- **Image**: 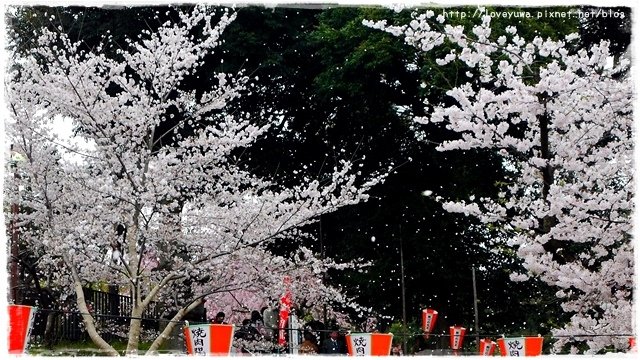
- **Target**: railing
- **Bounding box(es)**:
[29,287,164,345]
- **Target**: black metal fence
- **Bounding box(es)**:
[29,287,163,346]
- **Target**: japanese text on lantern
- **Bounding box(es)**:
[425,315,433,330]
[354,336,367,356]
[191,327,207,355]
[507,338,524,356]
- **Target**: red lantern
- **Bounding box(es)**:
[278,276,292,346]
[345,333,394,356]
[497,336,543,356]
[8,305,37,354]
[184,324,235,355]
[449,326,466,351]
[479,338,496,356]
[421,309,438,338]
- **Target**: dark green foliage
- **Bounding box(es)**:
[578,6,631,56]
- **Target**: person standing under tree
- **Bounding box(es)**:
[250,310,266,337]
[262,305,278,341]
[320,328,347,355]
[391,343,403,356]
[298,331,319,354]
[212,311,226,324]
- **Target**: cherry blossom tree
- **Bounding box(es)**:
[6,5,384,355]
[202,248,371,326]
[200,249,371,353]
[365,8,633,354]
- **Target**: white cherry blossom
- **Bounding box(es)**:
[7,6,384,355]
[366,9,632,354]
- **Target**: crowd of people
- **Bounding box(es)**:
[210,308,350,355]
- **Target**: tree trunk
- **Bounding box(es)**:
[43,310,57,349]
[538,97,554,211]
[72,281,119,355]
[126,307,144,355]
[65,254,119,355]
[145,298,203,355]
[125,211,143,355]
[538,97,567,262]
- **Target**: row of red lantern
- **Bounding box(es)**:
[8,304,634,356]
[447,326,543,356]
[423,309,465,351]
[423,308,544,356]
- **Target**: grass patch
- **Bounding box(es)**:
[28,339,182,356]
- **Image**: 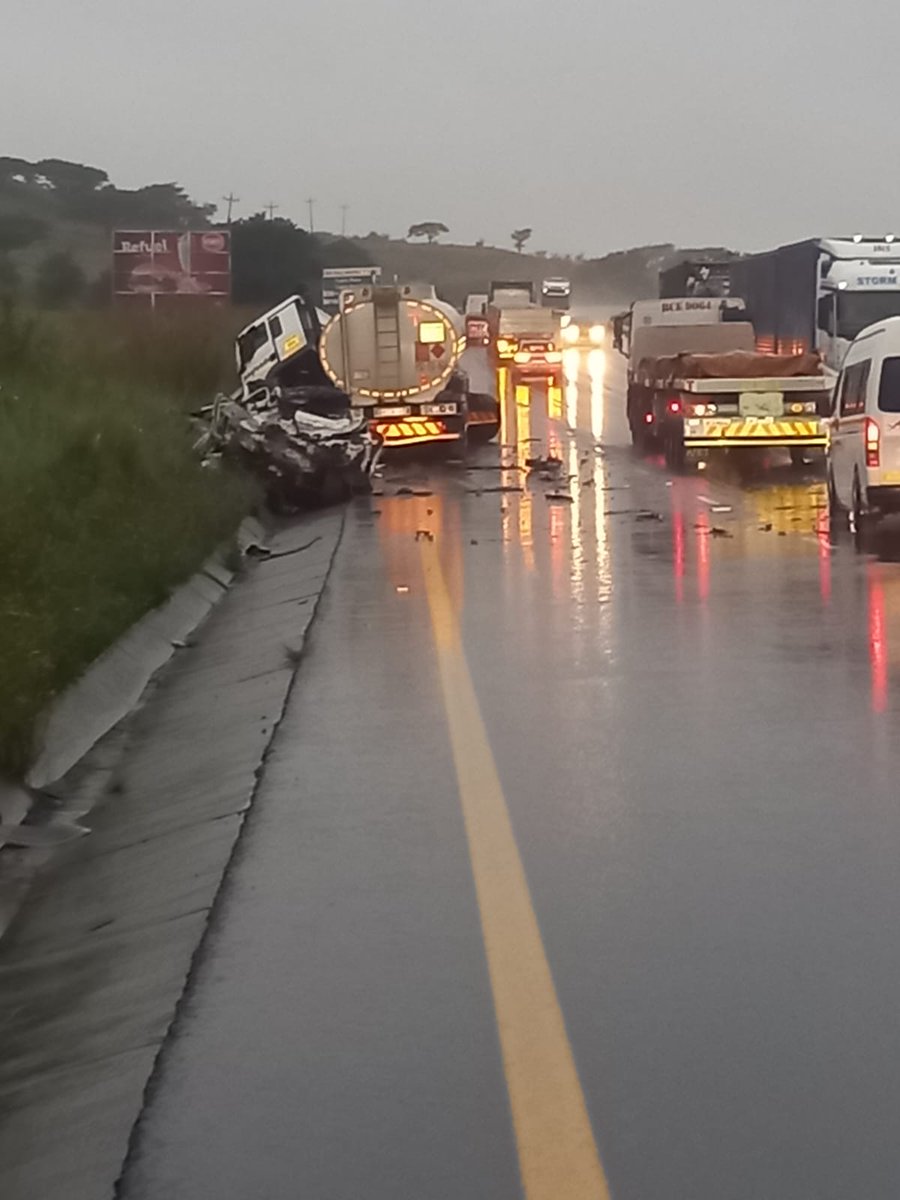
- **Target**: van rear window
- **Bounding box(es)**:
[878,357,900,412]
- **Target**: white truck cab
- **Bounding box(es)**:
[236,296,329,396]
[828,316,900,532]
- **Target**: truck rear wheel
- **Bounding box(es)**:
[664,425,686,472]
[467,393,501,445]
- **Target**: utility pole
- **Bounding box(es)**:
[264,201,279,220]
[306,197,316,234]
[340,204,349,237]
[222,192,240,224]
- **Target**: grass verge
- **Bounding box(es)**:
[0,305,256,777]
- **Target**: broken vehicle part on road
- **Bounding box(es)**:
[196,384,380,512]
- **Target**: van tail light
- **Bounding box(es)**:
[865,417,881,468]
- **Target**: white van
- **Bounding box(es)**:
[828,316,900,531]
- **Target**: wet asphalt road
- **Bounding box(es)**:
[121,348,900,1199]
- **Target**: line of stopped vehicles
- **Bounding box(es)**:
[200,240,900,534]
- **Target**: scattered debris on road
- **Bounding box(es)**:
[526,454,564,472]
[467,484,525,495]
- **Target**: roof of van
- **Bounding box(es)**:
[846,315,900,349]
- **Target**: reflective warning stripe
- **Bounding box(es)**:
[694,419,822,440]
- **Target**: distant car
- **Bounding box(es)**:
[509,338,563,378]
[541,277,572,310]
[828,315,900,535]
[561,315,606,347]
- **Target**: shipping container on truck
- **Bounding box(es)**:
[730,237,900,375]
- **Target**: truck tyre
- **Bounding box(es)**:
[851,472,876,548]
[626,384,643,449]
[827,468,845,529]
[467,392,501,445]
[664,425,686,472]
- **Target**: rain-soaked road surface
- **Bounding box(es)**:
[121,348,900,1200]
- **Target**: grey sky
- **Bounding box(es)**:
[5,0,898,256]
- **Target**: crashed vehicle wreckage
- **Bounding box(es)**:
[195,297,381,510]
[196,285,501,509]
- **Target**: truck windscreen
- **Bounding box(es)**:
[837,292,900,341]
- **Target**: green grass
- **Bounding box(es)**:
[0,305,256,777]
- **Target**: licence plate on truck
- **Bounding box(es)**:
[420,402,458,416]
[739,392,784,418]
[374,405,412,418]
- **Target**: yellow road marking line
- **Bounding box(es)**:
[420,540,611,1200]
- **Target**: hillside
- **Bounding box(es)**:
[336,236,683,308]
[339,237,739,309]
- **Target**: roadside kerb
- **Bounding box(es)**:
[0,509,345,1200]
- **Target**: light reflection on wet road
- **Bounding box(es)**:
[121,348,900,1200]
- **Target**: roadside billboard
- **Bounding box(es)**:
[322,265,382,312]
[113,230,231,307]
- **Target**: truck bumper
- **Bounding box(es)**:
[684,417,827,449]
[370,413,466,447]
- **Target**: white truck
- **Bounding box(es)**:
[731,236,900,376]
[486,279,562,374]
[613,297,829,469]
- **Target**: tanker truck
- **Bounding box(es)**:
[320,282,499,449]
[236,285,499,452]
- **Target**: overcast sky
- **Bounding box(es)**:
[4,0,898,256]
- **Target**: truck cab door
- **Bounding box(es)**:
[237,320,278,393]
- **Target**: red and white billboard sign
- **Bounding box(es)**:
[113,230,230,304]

* [Work request]
A word-for-word copy of the records above is needed, pictures excluded.

* [Response to this exercise]
- **Image**: 
- **Target**: railing
- **Bounding box(es)**:
[29,287,164,345]
- **Target**: black metal fence
- **Bounding box(es)**:
[29,287,163,346]
- **Target**: japanese text on lantern
- **Bounding box(es)**:
[425,315,433,330]
[354,336,367,356]
[191,327,207,355]
[507,338,524,356]
- **Target**: red lantern
- **Bounding box(es)**:
[278,276,292,346]
[345,333,394,356]
[497,336,543,356]
[8,305,37,354]
[184,324,235,355]
[449,326,466,351]
[479,338,496,356]
[421,309,438,338]
- **Target**: dark green foliage
- **Bounding box(es)**:
[578,6,631,56]
- **Target**: person standing under tree
- **Bounding box(es)**:
[250,310,266,337]
[262,305,278,341]
[320,328,347,355]
[391,343,403,356]
[298,331,319,354]
[212,311,226,324]
- **Target**: cherry blossom tree
- **Bounding box(es)**:
[6,5,384,355]
[202,248,371,326]
[200,249,371,353]
[365,8,633,354]
- **Target**: white cherry blossom
- **Bounding box(es)**:
[7,6,384,355]
[366,9,632,354]
- **Target**: crowd of people
- **Bounding box(es)**:
[210,308,350,355]
- **Target**: tree trunk
- **Bounding box(es)**:
[43,310,57,349]
[538,97,554,211]
[72,281,119,355]
[126,307,144,355]
[65,254,119,355]
[145,298,203,355]
[125,211,143,355]
[538,97,567,262]
- **Target**: row of red lantern
- **Bounding box(es)**:
[8,304,634,356]
[447,326,543,356]
[423,309,465,351]
[423,308,544,356]
- **Target**: grass patch
- **Bounding box(es)**:
[28,339,182,356]
- **Image**: 
- **Target**: van rear window
- **Bounding box(es)**:
[878,357,900,412]
- **Target**: white truck cab
- **Bounding box(es)**:
[236,296,329,396]
[828,316,900,532]
- **Target**: truck rear wheel
- **Bounding box(es)**:
[664,425,686,472]
[467,393,501,445]
- **Target**: utility pole
- **Bounding box(es)**:
[264,201,279,220]
[306,197,316,234]
[340,204,349,237]
[222,192,240,224]
- **Target**: grass verge
- **Bounding box(es)**:
[0,305,256,777]
- **Target**: broken vehicle part on road
- **Bounding box(es)**:
[196,384,380,512]
- **Target**: van tail light
- **Bounding box(es)**:
[865,417,881,468]
- **Target**: white van
- **Bounding box(es)**:
[828,316,900,531]
- **Target**: wet asphalt road
- **Bounding box(es)**:
[121,348,900,1199]
- **Target**: line of stopped vehicles
- **Bounding box(es)**:
[200,240,900,534]
- **Target**: scattered debris on road
- **Bounding box(es)**:
[526,454,564,472]
[467,484,525,495]
- **Target**: roof of van
- **Bounding box(es)**:
[846,315,900,349]
- **Target**: reflective warning stripe
- **Bounding box(es)**:
[694,419,822,440]
- **Target**: distant car
- **Bounding box(es)**:
[509,338,563,378]
[541,277,572,310]
[828,315,900,535]
[561,315,606,347]
- **Target**: shipping container on truck
- **Bounding box(es)**:
[730,237,900,375]
- **Target**: truck tyre
- **Bounding box(es)**:
[851,472,876,548]
[626,384,643,449]
[827,468,845,529]
[467,392,501,445]
[664,425,686,472]
- **Target**: rain-soaked road surface
- **Bounding box(es)**:
[121,348,900,1200]
- **Target**: grey sky
- **Bounding box(es)**:
[5,0,898,256]
- **Target**: crashed vehicle wreckage
- **Bounding box(es)**:
[195,297,381,510]
[196,285,501,509]
- **Target**: truck windscreen
- **Bounding box(es)**:
[837,292,900,341]
- **Target**: green grass
- **Bounding box(es)**:
[0,305,256,777]
- **Target**: licence plate on truck
- **Bounding box(es)**:
[420,402,458,416]
[739,392,784,418]
[374,405,412,418]
- **Target**: yellow road marking line
- **Bounding box(es)**:
[420,540,611,1200]
- **Target**: hillside
- **Bounding box(es)**:
[336,236,683,308]
[339,237,739,309]
- **Target**: roadside kerb
- **Bounding box(es)**:
[0,509,345,1200]
- **Target**: light reflection on wet road
- **Bounding box(es)**:
[121,348,900,1200]
- **Target**: roadside billboard
- **Bounding box(es)**:
[322,265,382,312]
[113,230,231,307]
- **Target**: truck bumper
- **Bounding box(es)**:
[684,417,827,449]
[370,413,466,447]
- **Target**: white truck
- **Bounding box(es)**:
[731,236,900,376]
[486,279,562,374]
[613,297,829,469]
- **Target**: tanker truck
- **Bounding box(es)**:
[320,282,499,449]
[236,285,499,452]
- **Target**: overcast sky
- **Bounding box(es)**:
[4,0,898,256]
- **Target**: truck cab door
- **Bounding box(es)**:
[237,320,278,393]
- **Target**: red and white billboard sign
- **Bounding box(es)**:
[113,230,230,304]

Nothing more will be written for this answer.